TASK PROMPT » Rewrite the material below with every "bracketed list" changed to "list in square brackets" and everything else left as it is.

## begin

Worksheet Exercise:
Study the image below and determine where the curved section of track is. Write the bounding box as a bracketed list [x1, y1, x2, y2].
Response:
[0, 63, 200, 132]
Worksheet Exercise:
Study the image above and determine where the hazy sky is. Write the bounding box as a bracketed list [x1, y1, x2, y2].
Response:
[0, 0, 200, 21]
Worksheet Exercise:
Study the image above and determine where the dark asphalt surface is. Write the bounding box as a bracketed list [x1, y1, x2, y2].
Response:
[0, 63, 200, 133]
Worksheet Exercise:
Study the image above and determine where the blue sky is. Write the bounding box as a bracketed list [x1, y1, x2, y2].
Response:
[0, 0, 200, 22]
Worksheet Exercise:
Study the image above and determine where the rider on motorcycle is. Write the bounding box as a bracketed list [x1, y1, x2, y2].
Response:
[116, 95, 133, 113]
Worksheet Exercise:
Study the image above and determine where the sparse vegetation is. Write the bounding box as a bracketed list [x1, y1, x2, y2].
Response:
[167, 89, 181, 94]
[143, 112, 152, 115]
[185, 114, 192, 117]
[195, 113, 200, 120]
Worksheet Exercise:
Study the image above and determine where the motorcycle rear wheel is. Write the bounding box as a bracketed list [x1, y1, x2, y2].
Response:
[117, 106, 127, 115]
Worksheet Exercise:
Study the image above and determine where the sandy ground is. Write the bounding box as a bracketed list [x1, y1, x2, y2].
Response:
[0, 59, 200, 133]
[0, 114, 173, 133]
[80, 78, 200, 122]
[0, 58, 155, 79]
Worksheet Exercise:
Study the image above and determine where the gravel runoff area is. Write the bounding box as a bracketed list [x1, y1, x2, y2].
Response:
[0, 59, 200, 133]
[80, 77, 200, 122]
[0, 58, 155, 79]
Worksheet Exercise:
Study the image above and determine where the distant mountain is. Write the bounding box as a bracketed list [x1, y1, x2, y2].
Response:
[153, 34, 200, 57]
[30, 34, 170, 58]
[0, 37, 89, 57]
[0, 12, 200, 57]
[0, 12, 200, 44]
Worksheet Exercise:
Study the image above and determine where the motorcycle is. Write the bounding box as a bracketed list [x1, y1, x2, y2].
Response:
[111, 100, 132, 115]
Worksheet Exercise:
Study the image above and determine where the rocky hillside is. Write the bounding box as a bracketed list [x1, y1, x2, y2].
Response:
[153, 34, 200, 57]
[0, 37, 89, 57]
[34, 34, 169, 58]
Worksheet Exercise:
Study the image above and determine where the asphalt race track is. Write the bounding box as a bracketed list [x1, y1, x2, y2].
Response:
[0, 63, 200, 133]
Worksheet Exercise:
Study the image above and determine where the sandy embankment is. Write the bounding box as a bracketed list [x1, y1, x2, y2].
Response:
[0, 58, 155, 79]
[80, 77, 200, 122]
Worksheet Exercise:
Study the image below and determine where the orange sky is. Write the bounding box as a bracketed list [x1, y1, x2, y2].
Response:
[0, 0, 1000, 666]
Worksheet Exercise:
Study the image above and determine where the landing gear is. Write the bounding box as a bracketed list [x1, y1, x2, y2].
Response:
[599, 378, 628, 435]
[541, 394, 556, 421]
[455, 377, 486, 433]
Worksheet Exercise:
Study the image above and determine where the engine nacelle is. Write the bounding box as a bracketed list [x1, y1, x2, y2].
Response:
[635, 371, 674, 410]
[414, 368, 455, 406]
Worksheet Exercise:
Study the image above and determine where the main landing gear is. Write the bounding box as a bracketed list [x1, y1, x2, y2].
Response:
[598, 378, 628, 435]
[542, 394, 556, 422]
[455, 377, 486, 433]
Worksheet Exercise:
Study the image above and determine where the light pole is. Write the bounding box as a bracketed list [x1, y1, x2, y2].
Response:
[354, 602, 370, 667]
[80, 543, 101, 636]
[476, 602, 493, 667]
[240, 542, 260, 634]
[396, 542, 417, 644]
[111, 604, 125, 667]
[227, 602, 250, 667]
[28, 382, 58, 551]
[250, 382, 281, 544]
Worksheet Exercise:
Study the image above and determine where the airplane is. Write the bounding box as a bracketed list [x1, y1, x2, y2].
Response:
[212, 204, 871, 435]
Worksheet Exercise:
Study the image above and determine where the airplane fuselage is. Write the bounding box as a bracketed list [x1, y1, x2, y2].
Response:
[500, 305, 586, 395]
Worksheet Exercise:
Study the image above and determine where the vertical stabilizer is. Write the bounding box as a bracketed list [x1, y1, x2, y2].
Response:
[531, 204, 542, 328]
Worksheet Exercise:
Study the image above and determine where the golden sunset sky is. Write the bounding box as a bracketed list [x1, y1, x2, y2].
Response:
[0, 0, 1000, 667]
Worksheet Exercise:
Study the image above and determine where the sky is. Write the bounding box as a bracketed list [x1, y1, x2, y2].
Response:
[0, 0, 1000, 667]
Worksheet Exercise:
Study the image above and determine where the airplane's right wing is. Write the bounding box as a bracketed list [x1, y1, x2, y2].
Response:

## end

THE OUTPUT »
Worksheet Exercise:
Study the image below and determine where the curved section of track is. Write the bounding box as a list in square brackets [x1, y1, x2, y2].
Response:
[0, 63, 200, 132]
Worksheet Exercise:
Study the image above and determine where the hazy sky is. Write the bounding box as a list in square brackets [x1, y1, x2, y2].
Response:
[0, 0, 200, 21]
Worksheet Exercise:
Study the image above and determine where the dark asphalt surface is. Write the bounding box as a list in square brackets [x1, y1, x2, y2].
Response:
[0, 63, 200, 133]
Worksheet Exercise:
Study the image above and determine where the blue sky is. Write the bounding box as a list in square brackets [x1, y1, x2, y2].
Response:
[0, 0, 200, 22]
Worksheet Exercise:
Study the image above and determine where the rider on motorcycle is. Write the bounding box as a list in square brackets [x1, y1, x2, y2].
Response:
[116, 95, 133, 113]
Worksheet Exercise:
Study the image above and determine where the sparse vegetation is. Write the bounding box as a list in square brackets [x1, y1, x2, y2].
Response:
[167, 89, 181, 94]
[143, 112, 152, 115]
[185, 114, 192, 117]
[195, 113, 200, 120]
Worksheet Exercise:
Study the image above and determine where the motorcycle rear wheel is. Write the bounding box as a list in square brackets [x1, y1, x2, y2].
Response:
[117, 106, 127, 115]
Worksheet Exercise:
Study the image above and determine where the sandy ground is. Write the bounding box as a list in square brackets [x1, y1, x2, y2].
Response:
[0, 59, 200, 133]
[0, 114, 173, 133]
[80, 78, 200, 122]
[0, 58, 155, 79]
Worksheet Exercise:
Study the image above and determine where the gravel runoff area is. Write the bounding box as a list in square brackets [x1, y1, x2, y2].
Response:
[0, 59, 200, 133]
[80, 77, 200, 122]
[0, 58, 155, 79]
Worksheet Exercise:
Study the image above and determine where the distant mountain is. Write the bounding box as a list in square brackets [x1, y1, x2, y2].
Response:
[153, 34, 200, 57]
[30, 34, 170, 58]
[0, 37, 89, 57]
[0, 12, 200, 57]
[0, 12, 200, 44]
Worksheet Exercise:
Study the image above and determine where the motorcycle is. Write the bounding box as a list in square brackets [x1, y1, x2, y2].
Response:
[111, 100, 132, 115]
Worksheet Exercise:
Study the image above and determine where the rocky hillside is. Write the bounding box as a list in square brackets [x1, y1, x2, y2].
Response:
[153, 34, 200, 57]
[0, 37, 89, 57]
[34, 34, 169, 58]
Worksheet Exercise:
Study the image above and determine where the asphalt race track is. Write the bounding box as a list in square brackets [x1, y1, x2, y2].
Response:
[0, 63, 200, 133]
Worksheet Exercise:
Study the image above and determine where the sandy embankment is. Write the bounding box as a list in square brackets [x1, y1, x2, y2].
Response:
[0, 58, 155, 79]
[80, 77, 200, 122]
Worksheet Exercise:
Study the image below and determine where the orange sky is. Write the bounding box as a list in square brackets [x1, y1, x2, y2].
Response:
[0, 0, 1000, 666]
Worksheet Exercise:
Study the image above and determine where the landing gear is. Write the bounding box as a list in square brackets [x1, y1, x2, y2].
Response:
[599, 378, 628, 435]
[541, 394, 556, 421]
[455, 377, 486, 433]
Worksheet Exercise:
Study the image above and determine where the engine nacelle is. Write the bounding box as a list in square brackets [x1, y1, x2, y2].
Response:
[635, 371, 674, 410]
[414, 368, 455, 406]
Worksheet Exercise:
Study the image above and determine where the main landing gear is. Write the bounding box as a list in square brackets [x1, y1, x2, y2].
Response:
[598, 378, 628, 435]
[542, 394, 556, 422]
[455, 377, 486, 433]
Worksheet Exercise:
Study the image above and determine where the light pole is. Write the bounding box as a list in square brackets [x1, y1, x2, y2].
Response:
[354, 602, 370, 667]
[80, 543, 101, 636]
[476, 602, 493, 667]
[240, 542, 260, 634]
[396, 542, 417, 644]
[111, 604, 125, 667]
[227, 602, 250, 667]
[28, 382, 58, 551]
[250, 382, 281, 544]
Worksheet Exercise:
Study the image above and determine where the airplane is. Write the bounding box as a list in square brackets [x1, y1, x2, y2].
Response:
[212, 204, 871, 435]
Worksheet Exercise:
Study the image above and determine where the airplane fuselage is. Write the bounding box as a list in square brackets [x1, y1, x2, y2].
Response:
[500, 305, 586, 395]
Worksheet Exercise:
Study the image above and determine where the vertical stabilizer is. Write the bounding box as a list in square brackets [x1, y1, x2, y2].
Response:
[531, 204, 542, 328]
Worksheet Exercise:
Study the image above and determine where the golden sunset sky is. Write the bounding box as a list in square brackets [x1, y1, x2, y2].
Response:
[0, 0, 1000, 667]
Worksheet Exercise:
Study the image above and determine where the sky is. Write the bounding box as a list in square brackets [x1, y1, x2, y2].
Response:
[0, 0, 1000, 667]
Worksheet Exercise:
Study the image above and determine where the airplane's right wing is. Write the bounding box as a list in square brackets [x1, y1, x2, y2].
Response:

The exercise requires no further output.